TASK BRIEF
Gather every line in the items below that contains the word "water", and copy each of those lines in full.

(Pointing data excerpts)
• • • • • • •

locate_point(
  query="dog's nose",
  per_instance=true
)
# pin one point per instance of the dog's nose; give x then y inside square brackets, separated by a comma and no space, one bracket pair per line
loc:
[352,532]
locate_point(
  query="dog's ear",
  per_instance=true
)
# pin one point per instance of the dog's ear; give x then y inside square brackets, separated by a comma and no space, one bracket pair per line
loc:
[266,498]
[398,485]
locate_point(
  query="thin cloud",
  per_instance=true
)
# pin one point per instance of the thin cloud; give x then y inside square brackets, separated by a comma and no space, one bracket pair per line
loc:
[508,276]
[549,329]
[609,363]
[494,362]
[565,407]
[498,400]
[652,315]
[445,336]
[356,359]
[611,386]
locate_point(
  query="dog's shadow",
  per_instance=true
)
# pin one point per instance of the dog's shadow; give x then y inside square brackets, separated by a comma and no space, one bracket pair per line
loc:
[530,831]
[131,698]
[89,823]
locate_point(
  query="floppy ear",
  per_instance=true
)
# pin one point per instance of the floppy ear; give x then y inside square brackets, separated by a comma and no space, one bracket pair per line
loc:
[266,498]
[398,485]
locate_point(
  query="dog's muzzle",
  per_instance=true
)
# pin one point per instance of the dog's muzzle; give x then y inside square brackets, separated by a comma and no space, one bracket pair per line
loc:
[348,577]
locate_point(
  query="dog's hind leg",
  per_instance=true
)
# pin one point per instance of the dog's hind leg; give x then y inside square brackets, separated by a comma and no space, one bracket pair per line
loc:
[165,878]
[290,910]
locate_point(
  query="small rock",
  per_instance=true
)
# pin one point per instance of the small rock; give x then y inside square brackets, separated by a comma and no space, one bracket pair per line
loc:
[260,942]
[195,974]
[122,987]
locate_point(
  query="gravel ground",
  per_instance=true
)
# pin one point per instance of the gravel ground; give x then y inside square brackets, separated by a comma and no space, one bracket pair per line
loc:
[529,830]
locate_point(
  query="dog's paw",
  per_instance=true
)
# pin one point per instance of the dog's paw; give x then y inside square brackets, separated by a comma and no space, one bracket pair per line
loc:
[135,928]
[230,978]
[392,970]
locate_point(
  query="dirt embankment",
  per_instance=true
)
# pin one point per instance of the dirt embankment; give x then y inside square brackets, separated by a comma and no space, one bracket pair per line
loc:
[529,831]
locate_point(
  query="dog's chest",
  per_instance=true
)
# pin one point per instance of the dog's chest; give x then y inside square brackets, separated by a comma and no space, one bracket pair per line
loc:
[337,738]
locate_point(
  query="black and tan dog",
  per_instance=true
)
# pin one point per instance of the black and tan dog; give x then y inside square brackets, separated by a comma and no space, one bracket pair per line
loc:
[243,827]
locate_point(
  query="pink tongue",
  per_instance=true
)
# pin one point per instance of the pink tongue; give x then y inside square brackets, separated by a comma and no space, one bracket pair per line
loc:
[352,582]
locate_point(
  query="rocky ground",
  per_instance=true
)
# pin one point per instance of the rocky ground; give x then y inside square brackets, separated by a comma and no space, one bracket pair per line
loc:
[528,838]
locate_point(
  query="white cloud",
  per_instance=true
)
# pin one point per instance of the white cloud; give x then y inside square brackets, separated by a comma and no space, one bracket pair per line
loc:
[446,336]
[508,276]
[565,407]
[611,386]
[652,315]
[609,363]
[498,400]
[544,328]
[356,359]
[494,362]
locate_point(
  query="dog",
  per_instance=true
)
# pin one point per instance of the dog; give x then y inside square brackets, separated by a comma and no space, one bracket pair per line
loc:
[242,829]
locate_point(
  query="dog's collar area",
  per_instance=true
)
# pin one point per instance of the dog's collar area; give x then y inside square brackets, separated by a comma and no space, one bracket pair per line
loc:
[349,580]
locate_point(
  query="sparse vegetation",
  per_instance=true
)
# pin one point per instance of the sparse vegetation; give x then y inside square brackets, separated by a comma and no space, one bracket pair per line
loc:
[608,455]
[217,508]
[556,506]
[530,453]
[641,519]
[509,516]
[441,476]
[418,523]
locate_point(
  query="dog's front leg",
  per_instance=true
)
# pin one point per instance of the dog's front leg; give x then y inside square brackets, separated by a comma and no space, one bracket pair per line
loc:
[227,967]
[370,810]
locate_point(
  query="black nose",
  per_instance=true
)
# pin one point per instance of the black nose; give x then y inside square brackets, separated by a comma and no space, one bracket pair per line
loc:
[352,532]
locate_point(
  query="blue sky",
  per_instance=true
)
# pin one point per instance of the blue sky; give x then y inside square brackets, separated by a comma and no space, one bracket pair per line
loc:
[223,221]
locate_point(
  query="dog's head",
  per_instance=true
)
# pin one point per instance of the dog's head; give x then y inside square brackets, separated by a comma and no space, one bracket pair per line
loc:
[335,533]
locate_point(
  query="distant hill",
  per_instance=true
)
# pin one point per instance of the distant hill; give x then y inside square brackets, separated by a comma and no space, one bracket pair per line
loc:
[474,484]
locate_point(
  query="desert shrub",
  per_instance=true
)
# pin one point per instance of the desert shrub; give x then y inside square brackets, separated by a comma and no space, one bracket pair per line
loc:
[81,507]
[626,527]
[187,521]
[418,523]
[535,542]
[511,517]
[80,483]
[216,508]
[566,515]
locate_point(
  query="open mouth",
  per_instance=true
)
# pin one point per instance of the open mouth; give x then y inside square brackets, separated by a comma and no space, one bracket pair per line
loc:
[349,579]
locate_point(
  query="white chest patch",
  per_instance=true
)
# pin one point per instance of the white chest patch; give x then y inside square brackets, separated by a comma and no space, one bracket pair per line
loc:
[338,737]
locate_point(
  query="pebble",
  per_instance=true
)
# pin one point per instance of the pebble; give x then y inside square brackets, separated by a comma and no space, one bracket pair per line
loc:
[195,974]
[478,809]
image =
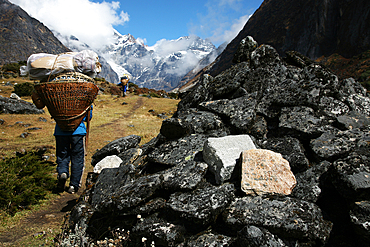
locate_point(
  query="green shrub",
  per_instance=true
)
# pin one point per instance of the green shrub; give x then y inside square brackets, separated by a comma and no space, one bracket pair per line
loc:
[132,85]
[154,95]
[101,79]
[24,180]
[24,89]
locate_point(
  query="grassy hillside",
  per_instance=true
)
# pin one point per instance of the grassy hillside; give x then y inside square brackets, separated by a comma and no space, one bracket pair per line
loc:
[113,117]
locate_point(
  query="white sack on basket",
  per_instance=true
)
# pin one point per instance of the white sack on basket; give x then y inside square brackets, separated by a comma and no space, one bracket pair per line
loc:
[42,65]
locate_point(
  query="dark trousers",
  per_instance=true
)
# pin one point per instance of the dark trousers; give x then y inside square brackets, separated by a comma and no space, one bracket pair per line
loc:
[71,148]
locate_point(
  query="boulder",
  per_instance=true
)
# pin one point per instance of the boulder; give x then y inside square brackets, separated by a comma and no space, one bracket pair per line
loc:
[184,187]
[112,161]
[265,172]
[289,218]
[116,147]
[221,154]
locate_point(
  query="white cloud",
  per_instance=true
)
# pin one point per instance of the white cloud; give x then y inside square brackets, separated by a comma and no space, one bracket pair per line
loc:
[230,34]
[217,24]
[92,23]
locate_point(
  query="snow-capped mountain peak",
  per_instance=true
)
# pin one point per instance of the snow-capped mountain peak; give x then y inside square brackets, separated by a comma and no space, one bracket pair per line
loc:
[160,66]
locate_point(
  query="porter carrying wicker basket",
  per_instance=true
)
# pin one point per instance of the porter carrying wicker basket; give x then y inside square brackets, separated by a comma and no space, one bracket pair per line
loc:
[68,97]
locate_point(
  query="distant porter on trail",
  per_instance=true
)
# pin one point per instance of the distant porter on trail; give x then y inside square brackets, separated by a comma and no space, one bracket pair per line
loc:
[67,89]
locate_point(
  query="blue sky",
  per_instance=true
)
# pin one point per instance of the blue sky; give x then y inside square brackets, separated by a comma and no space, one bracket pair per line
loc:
[148,20]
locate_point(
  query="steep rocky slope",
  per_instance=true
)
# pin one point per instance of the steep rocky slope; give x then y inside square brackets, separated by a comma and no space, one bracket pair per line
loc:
[313,28]
[171,192]
[22,35]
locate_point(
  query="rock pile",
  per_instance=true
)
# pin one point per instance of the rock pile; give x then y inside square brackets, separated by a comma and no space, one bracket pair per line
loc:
[271,152]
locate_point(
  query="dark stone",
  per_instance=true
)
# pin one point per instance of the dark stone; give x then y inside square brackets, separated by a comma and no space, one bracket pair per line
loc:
[360,218]
[175,152]
[290,148]
[240,112]
[209,239]
[285,217]
[116,147]
[354,120]
[253,236]
[335,144]
[308,182]
[192,121]
[351,177]
[160,231]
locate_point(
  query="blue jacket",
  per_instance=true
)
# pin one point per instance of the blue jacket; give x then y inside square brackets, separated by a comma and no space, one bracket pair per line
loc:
[81,129]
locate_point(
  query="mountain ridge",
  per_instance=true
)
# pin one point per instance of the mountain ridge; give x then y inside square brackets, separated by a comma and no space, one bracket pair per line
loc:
[22,35]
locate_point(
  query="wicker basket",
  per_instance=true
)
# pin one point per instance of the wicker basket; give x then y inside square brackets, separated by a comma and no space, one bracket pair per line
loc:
[68,97]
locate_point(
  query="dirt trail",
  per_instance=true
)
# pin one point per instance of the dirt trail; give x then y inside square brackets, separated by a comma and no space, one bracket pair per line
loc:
[52,216]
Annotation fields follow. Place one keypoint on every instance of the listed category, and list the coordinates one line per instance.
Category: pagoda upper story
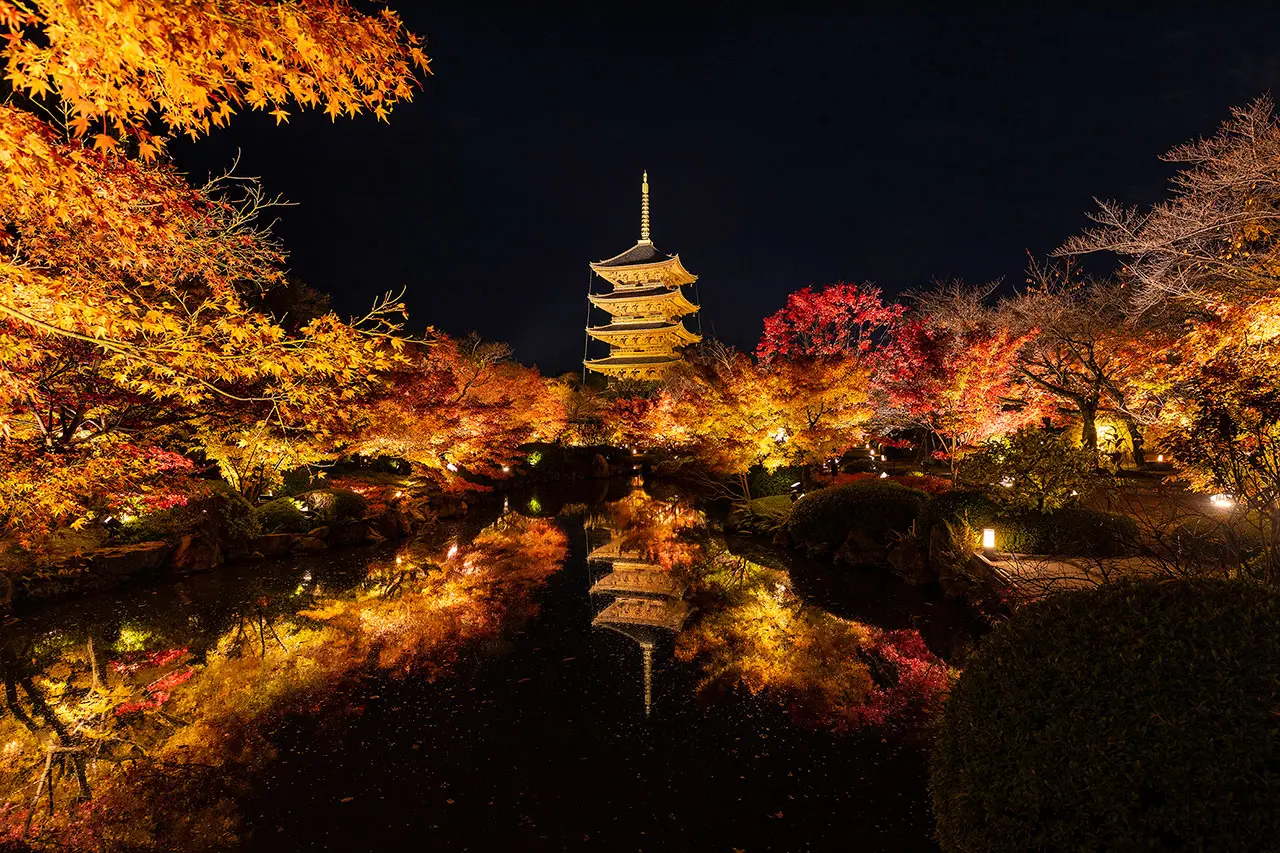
(647, 306)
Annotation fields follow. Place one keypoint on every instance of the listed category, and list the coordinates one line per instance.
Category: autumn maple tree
(128, 297)
(951, 369)
(1206, 261)
(461, 405)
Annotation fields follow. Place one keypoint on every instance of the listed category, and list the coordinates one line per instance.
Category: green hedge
(283, 515)
(330, 506)
(772, 483)
(764, 515)
(1127, 717)
(1070, 530)
(213, 505)
(824, 519)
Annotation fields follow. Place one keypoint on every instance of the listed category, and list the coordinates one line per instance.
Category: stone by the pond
(348, 533)
(274, 544)
(599, 466)
(908, 562)
(195, 552)
(129, 560)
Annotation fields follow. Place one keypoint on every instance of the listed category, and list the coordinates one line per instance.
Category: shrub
(824, 519)
(334, 505)
(283, 515)
(1034, 470)
(763, 483)
(214, 506)
(163, 524)
(764, 515)
(1070, 530)
(970, 505)
(1125, 717)
(1089, 533)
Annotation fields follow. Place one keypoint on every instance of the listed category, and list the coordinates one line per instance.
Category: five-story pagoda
(647, 306)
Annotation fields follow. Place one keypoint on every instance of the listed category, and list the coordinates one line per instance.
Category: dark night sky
(892, 145)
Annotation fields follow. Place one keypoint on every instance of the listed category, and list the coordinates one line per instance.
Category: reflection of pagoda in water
(647, 601)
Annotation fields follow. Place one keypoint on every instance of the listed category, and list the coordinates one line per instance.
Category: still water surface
(469, 692)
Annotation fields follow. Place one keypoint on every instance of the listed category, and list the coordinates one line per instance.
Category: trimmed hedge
(336, 505)
(773, 483)
(213, 505)
(282, 515)
(824, 519)
(1070, 530)
(1128, 717)
(764, 515)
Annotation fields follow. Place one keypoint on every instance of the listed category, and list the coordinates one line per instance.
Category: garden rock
(309, 543)
(599, 466)
(906, 559)
(195, 552)
(129, 560)
(348, 533)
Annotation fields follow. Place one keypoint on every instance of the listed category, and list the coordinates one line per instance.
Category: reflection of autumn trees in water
(758, 634)
(754, 632)
(124, 744)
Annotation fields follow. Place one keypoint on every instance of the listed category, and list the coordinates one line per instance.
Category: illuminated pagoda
(647, 306)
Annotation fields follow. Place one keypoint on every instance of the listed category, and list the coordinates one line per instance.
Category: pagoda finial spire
(644, 208)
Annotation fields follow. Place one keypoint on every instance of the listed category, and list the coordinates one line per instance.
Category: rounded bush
(1091, 533)
(877, 509)
(283, 515)
(763, 483)
(764, 515)
(1128, 717)
(334, 505)
(1070, 530)
(161, 524)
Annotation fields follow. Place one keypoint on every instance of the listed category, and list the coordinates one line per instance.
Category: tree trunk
(1137, 442)
(1274, 556)
(1089, 427)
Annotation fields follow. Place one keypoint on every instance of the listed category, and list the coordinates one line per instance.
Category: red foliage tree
(837, 320)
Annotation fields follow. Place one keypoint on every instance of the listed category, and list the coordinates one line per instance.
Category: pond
(615, 676)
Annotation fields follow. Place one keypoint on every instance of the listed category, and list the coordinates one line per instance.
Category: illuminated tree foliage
(951, 369)
(127, 296)
(1206, 261)
(461, 405)
(826, 670)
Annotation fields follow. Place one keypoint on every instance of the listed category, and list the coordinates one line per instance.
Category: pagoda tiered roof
(630, 333)
(645, 305)
(654, 612)
(643, 582)
(648, 300)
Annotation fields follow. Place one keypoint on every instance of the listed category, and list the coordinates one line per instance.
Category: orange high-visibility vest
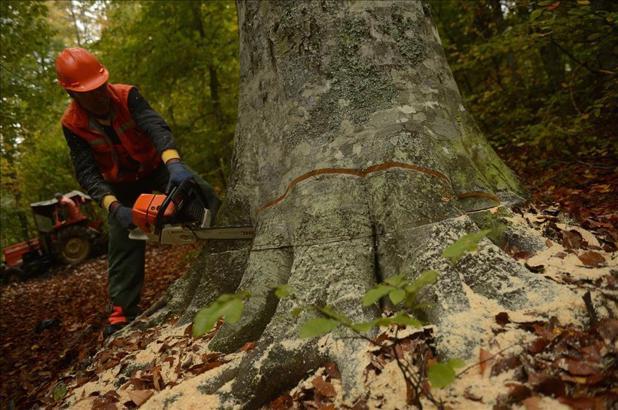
(134, 143)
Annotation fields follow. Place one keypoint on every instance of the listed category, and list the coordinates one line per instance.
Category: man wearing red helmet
(120, 148)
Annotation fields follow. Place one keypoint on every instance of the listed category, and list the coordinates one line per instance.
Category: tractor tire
(73, 245)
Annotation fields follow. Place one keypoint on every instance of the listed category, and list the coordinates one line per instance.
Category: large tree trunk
(355, 160)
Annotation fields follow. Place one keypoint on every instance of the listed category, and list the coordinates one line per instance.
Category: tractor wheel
(73, 245)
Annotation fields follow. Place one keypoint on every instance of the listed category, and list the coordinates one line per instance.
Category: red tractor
(63, 236)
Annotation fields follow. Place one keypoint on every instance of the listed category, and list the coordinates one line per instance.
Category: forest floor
(51, 326)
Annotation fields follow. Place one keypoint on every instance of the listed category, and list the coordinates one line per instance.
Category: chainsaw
(180, 217)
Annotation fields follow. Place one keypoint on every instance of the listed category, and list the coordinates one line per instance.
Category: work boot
(117, 320)
(111, 329)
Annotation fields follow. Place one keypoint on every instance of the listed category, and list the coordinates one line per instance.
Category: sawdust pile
(560, 354)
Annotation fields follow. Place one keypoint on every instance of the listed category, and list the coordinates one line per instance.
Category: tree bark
(355, 160)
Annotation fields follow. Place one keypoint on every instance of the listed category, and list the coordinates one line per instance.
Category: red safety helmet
(80, 71)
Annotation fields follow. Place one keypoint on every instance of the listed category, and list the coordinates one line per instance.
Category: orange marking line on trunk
(479, 194)
(363, 172)
(357, 172)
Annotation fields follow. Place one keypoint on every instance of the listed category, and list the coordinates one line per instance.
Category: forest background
(539, 76)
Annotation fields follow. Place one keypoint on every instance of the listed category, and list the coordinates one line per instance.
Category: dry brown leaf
(157, 379)
(485, 360)
(533, 403)
(139, 397)
(322, 387)
(592, 258)
(247, 346)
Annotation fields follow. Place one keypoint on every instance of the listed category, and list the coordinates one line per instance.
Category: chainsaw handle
(176, 195)
(169, 198)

• • • • • • •

SOLUTION FOR THIS EXERCISE
Category: reflection of pagoda in water
Category: still water surface
Category: reflection of autumn trees in water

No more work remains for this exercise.